• **Petunjuk Tugas**: Tolong salin tanpa perubahan bagian kutipan tentang tur di Pasar Baru di bawah ini, dari "Ical dan rombongan" sampai "kata Maha menjelaskan.".

• **Kutipan**:
Koh Atek terlihat fokus membuat adonan cakwe. Sementara di belakangnya, tampak beberapa spanduk yang menginformasikan usahanya. Dimulai dari harga satuannya yang dijual seharga Rp6 ribu, “10 Most Wanted Food in Jakarta” atau 10 makanan yang paling dicari di Jakarta, hingga penjelasan bahwa Koh Atek merupakan generasi kedua.
Selain Koh Atek, ada juru masak yang sedia menggoreng adonan cakwe. Di sisi lain, istri Koh Atek sigap melayani pembeli.
Ical dan rombongan tidak mau melewatkan kesempatan untuk menjajal kuliner dari Pasar Baru tersebut. Mereka mengantre dan membeli sesuai selera.
Menurut Ical, cakwe buatan Koh Atek memiliki rasa gurih, sedangkan kue bantal mempunyai rasa manis yang khas. Bagusnya, kedua kudapan tersebut tidak berminyak.
Sembari makan, perjalanan dilanjutkan kembali sekitar 130 meter hingga bertemu dengan Kelenteng Sin Tek Bio. Sebuah klenteng dengan warna merah identik yang seakan bersembunyi di dalam gang.
“Kelenteng ini salah satu yang tertua di Jakarta, tapi kalau yang tertua banget ada di Glodok, Kelenteng Dharma Bhakti dari 1650. Kalau ini dari 1698,” kata Maha menjelaskan.
Meskipun bukan kelenteng tertua di Jakarta, Sin Tek Bio hadir terlebih dahulu di Pasar Baru sebelum dibangun pada 1820. Sebelumnya, daerah Pasar Baru merupakan rawa-rawa.
“Dulu, pintunya enggak di sini, tapi dekat Bakmi Aboen tadi. Seperti yang kubilang tadi, kelenteng ini lebih tua dibandingkan Pasar Baru. Dulu masih kosong di sini dan kita bisa lihat kelenteng dari kejauhan, tapi lama-kelamaan semakin banyak bangunan di samping-sampingnya hingga akhirnya pintunya dipindahkan ke sini,” papar Maha.
Sementara itu, berbeda dengan Dharma Bhakti yang memiliki Dewi Kwan Im sebagai dewa tuan rumah, Sin Tek Bio mempunyai Hok Tek Ceng Sin atau Dewa Bumi. Hok Tek Ceng Sin juga dikenal dengan Dewa Kekayaan atau Dewa Rezeki.
“Nah ini ada nama Sin Tek Bio, tapi ada nama Vihara Dharmajaya. Zaman Orde Baru, semua hal berbau Tionghoa itu dimusnahkan atau diganti. Hingga akhirnya diangkatlah nama Indonesianya Dharmajaya, tapi setelah zaman Gus Dur, semua diperbolehkan lagi,” kata Maha menambahkan.
Kemudian, tur menyambangi kelenteng bagian dalam. Sesudah itu, perjalanan kembali dilanjutkan sekitar 50 meter hingga menemukan simpang tiga ke arah Jalan Pasar Baru.
“Suka minum jamu, enggak?” tanya Maha tiba-tiba kepada peserta. Sontak saja Ical mencari toko jamu di sekitarnya, tetapi hanya menemukan pedagang pakaian, jam, ataupun lapak kosong.

• **Informasi yang Ditampilkan**:
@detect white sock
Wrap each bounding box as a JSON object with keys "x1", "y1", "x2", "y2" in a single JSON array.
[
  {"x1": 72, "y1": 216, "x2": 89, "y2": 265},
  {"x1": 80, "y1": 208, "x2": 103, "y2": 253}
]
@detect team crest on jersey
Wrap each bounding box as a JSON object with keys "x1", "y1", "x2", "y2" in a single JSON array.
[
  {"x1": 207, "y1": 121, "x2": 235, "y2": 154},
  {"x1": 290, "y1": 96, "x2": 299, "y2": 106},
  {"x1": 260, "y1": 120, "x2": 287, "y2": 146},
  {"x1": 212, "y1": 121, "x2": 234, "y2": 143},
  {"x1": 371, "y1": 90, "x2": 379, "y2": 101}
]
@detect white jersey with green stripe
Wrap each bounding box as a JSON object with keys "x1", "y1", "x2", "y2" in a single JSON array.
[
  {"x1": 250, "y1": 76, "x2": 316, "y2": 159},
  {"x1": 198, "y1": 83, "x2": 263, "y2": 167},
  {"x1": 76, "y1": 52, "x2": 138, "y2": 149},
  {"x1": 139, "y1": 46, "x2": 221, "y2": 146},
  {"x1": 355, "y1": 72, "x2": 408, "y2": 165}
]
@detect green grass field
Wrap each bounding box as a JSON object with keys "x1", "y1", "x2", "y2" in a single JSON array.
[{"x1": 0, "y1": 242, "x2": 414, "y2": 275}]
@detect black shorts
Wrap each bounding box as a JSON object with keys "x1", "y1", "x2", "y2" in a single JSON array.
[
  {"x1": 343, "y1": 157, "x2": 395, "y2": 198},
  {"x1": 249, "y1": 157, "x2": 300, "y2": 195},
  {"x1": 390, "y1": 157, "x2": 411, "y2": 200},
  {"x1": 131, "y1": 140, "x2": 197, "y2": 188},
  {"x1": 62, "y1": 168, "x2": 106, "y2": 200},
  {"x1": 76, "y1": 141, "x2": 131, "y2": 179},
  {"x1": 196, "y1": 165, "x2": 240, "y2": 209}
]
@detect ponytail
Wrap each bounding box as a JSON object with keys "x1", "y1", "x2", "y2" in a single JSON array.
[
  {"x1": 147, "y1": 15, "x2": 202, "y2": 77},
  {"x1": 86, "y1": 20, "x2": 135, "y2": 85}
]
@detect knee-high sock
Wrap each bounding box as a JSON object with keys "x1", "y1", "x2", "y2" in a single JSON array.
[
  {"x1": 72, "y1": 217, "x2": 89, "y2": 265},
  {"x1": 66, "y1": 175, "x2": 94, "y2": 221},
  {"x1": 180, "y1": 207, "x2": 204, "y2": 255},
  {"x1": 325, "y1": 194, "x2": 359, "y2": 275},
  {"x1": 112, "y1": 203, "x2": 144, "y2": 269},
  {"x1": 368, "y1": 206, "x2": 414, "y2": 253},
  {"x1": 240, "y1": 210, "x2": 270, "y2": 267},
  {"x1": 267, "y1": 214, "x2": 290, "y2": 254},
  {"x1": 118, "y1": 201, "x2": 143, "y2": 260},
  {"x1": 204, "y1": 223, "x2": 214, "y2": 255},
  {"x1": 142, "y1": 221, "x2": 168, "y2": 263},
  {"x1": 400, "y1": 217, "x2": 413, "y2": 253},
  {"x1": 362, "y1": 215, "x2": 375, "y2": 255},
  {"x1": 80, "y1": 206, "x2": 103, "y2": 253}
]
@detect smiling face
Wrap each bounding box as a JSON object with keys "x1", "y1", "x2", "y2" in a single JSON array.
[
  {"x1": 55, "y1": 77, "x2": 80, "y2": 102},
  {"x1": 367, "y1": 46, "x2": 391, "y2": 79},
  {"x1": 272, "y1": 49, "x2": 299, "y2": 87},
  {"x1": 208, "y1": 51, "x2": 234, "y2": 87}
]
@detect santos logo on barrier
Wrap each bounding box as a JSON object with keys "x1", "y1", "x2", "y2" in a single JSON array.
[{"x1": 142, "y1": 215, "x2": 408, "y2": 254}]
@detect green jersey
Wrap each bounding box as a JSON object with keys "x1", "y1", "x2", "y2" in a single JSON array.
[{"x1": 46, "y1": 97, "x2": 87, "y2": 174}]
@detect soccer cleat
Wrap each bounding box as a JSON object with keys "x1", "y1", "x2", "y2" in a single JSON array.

• **Hasil Tugas**:
Ical dan rombongan tidak mau melewatkan kesempatan untuk menjajal kuliner dari Pasar Baru tersebut. Mereka mengantre dan membeli sesuai selera.
Menurut Ical, cakwe buatan Koh Atek memiliki rasa gurih, sedangkan kue bantal mempunyai rasa manis yang khas. Bagusnya, kedua kudapan tersebut tidak berminyak.
Sembari makan, perjalanan dilanjutkan kembali sekitar 130 meter hingga bertemu dengan Kelenteng Sin Tek Bio. Sebuah klenteng dengan warna merah identik yang seakan bersembunyi di dalam gang.
“Kelenteng ini salah satu yang tertua di Jakarta, tapi kalau yang tertua banget ada di Glodok, Kelenteng Dharma Bhakti dari 1650. Kalau ini dari 1698,” kata Maha menjelaskan.